__EXERCISE AIM__
How many lines in the material below contain the string "cloud"? Reply with the number alone.
** BEGIN **
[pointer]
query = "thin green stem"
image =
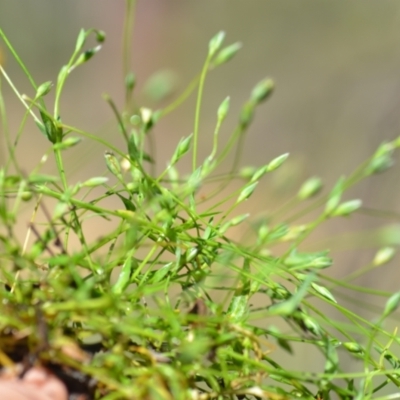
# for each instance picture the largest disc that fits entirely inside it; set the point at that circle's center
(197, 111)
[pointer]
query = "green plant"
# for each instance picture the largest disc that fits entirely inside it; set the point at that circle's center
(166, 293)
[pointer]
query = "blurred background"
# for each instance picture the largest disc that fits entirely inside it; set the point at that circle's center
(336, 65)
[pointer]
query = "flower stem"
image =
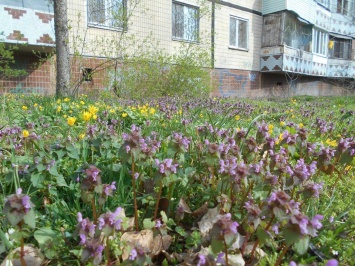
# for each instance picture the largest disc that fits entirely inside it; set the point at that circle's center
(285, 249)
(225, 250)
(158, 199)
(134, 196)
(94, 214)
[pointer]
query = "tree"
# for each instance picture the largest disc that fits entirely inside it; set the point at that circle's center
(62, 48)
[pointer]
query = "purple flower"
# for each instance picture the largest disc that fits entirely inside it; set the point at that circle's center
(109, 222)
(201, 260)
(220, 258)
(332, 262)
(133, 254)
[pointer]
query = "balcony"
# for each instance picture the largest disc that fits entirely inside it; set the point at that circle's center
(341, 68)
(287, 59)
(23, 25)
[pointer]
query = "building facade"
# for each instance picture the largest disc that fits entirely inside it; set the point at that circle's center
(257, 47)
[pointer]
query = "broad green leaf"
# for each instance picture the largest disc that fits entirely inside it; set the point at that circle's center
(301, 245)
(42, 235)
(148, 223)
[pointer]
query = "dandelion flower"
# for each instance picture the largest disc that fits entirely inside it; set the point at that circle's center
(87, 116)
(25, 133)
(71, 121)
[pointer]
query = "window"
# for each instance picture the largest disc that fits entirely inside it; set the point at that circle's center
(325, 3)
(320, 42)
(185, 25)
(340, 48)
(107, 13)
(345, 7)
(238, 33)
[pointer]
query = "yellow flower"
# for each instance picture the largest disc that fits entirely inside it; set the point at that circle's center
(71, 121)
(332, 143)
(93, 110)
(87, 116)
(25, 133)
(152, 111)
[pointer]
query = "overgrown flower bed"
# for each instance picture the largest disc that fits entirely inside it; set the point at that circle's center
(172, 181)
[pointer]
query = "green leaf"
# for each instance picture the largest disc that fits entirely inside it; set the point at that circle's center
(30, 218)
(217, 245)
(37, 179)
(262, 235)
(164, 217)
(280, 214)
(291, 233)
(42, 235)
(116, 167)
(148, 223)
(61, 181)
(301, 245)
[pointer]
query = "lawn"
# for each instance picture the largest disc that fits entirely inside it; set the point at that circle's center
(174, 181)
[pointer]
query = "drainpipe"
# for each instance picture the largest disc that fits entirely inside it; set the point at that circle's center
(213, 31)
** END **
** BEGIN **
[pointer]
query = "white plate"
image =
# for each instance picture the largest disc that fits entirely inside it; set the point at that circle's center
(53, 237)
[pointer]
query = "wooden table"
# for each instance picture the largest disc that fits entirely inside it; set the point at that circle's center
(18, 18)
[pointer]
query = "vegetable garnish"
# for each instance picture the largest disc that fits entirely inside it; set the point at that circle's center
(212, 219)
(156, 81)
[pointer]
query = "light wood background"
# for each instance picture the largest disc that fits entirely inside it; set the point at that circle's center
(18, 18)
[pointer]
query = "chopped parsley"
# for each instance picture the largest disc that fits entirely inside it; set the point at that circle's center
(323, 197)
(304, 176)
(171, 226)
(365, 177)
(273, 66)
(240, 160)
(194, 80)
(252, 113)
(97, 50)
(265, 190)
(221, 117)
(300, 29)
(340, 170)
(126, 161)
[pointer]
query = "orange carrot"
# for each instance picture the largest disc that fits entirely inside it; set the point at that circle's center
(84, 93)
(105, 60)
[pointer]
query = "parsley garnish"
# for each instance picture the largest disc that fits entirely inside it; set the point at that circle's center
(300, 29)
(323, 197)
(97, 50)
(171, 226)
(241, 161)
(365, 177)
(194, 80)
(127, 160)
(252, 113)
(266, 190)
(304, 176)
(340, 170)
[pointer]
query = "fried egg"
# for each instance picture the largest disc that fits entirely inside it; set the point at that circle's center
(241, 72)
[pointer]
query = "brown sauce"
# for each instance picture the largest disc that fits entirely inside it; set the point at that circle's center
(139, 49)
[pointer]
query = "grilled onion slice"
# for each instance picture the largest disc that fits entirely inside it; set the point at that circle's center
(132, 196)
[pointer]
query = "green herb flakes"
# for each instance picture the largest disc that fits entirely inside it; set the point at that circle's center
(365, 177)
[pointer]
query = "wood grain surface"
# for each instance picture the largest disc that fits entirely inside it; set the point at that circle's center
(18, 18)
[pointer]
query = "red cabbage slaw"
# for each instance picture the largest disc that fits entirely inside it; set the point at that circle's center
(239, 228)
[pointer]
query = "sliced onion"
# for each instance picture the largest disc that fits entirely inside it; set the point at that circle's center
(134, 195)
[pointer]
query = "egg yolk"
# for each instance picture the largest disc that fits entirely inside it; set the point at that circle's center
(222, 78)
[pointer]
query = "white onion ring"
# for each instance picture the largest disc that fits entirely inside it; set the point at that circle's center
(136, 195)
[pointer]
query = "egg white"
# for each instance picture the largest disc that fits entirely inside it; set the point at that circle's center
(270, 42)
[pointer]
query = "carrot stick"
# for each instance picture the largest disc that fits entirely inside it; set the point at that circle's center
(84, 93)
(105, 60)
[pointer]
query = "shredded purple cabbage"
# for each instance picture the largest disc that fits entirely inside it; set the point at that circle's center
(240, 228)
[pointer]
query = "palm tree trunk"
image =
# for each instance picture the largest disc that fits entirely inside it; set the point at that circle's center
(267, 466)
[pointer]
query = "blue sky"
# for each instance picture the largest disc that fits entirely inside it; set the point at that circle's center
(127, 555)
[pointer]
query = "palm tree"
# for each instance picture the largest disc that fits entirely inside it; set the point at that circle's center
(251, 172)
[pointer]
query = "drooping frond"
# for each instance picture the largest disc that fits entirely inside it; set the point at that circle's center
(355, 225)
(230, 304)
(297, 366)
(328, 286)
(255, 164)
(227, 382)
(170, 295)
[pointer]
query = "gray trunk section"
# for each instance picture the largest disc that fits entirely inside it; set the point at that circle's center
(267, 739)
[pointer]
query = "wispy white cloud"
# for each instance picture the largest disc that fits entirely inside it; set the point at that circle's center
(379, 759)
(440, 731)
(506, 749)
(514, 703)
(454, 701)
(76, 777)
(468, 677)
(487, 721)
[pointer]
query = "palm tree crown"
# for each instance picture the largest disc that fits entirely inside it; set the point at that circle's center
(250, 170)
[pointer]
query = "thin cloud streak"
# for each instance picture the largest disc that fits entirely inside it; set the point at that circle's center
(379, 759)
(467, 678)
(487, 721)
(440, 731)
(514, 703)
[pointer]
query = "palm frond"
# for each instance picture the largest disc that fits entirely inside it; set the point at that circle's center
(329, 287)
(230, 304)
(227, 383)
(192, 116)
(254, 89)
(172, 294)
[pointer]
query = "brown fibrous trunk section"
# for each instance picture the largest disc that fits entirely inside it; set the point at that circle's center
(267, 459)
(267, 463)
** END **
__SOLUTION__
2